- _Text_:
__________________________________________________
The global word encoder

The task of keyword extraction requires the information of the whole document as well as the information of one single word. In order to encode global information into a hidden state to represent a word, the encoding of each word must be based on at least one layer of neural network. Therefore, we use a bidirectional LSTM as the global word encoder. The tokens of the input text {w1,w2,...,wn} are forward fed into the global word encoder, which maps the text into a sequence of hidden states \({\{\overrightarrow {h^{w}_{1}}, \overrightarrow {h^{w}_{2}},..., \overrightarrow {h^{w}_{n}}\}}\):

$$ \overrightarrow{h^{w}_{i}} = \text{BiLSTM}(\overrightarrow{h^{w}_{i-1}}, e^{w}_{i}) $$
(11)

where \(\overrightarrow {h^{w}_{i}}\) and \(e^{w}_{i}\) denote the forward hidden state and embedding of word wi, respectively, and i=1,,n. Likewise, backward hidden states can also be obtained, i.e., \(\overleftarrow {h^{w}_{i}}i=1,\cdots,n\). Therefore, the encode of the ith word is:

$$ h^{w}_{i} = \left[\begin{array}{c}\overleftarrow{h^{w}_{i}} \\ \overrightarrow{h^{w}_{i}} \end{array} \right] \quad $$
(12)
__________________________________________________
- _Listed records_:

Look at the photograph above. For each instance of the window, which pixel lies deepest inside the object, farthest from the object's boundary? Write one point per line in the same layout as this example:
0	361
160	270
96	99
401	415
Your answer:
__________________________________________________
- _What you have to do_:
Answer from the text on the global word encoder:
(a) Besides the information of one single word, what information does keyword extraction require?
(b) What network is used as the global word encoder?
(c) In equation (12), which two hidden states make up the encoding of the ith word?
The records have nothing to do with the text.

- _Written solution_:
(a) The information of the whole document.
(b) A bidirectional LSTM.
(c) The backward hidden state and the forward hidden state of that word.